**WHAT THE TASK REQUIRES**
Could you please output all of the data exactly, without the images?

(Saved entries)
------------------------------

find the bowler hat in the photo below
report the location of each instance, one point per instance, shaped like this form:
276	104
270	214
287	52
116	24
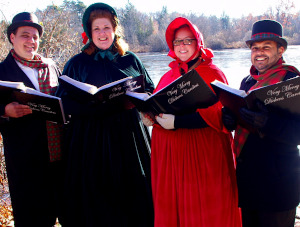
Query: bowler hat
267	30
24	19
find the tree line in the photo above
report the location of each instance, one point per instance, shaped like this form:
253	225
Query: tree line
145	32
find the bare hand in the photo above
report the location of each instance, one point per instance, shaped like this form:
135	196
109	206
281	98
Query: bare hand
166	120
16	110
146	119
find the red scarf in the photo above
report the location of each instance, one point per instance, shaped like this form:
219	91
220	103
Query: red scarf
54	131
272	76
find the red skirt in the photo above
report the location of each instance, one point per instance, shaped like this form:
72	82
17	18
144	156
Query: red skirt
193	178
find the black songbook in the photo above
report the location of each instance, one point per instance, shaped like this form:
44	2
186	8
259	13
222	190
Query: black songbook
83	92
184	95
43	105
283	97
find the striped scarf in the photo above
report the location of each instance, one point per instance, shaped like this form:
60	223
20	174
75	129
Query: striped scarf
272	76
54	131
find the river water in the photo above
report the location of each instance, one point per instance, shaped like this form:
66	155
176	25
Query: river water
235	63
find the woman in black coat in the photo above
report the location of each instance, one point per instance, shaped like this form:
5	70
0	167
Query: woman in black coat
108	172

------------------------------

**RESPONSE BELOW**
find the bowler hat in the photo below
report the location of each instance, one point per instance, shaped like this form:
276	104
270	214
287	52
116	24
Query: bowler hat
267	30
24	19
find the tree line in the photo above
report the location of each instance, one point per instance, shaped like this form:
253	225
Query: tree line
145	32
find the bare hand in the photo above
report the location of each instance, one point per instance, shaped like this form:
135	196
109	206
281	98
Query: bare hand
166	120
16	110
146	119
find the red scarf in the photo above
report the location of each instance, one point per instance, shaped like this form:
219	91
220	103
Query: red scarf
54	131
272	76
find the red skirt in the photo above
report the location of each instance, one point per instance, shaped like this form:
72	82
17	18
144	156
Query: red skirt
193	178
find the black songbook in the photo above
report the location of each instance, one point per instance, shaped like this form:
44	2
186	8
259	13
222	190
Query: black songbook
83	92
184	95
43	105
283	97
find the striped scarf in the photo above
report the location of each instance, one point per instance, shaped like this form:
60	223
20	174
75	129
Query: striped scarf
272	76
54	131
find the river water in the photo above
report the location of each instance, one point per instance, shaped like this form:
66	155
176	25
Query: river water
235	63
find the woman in black coat in the photo above
report the location of each instance, one point per instance, shaped like this form:
5	70
0	167
Query: woman in black coat
108	172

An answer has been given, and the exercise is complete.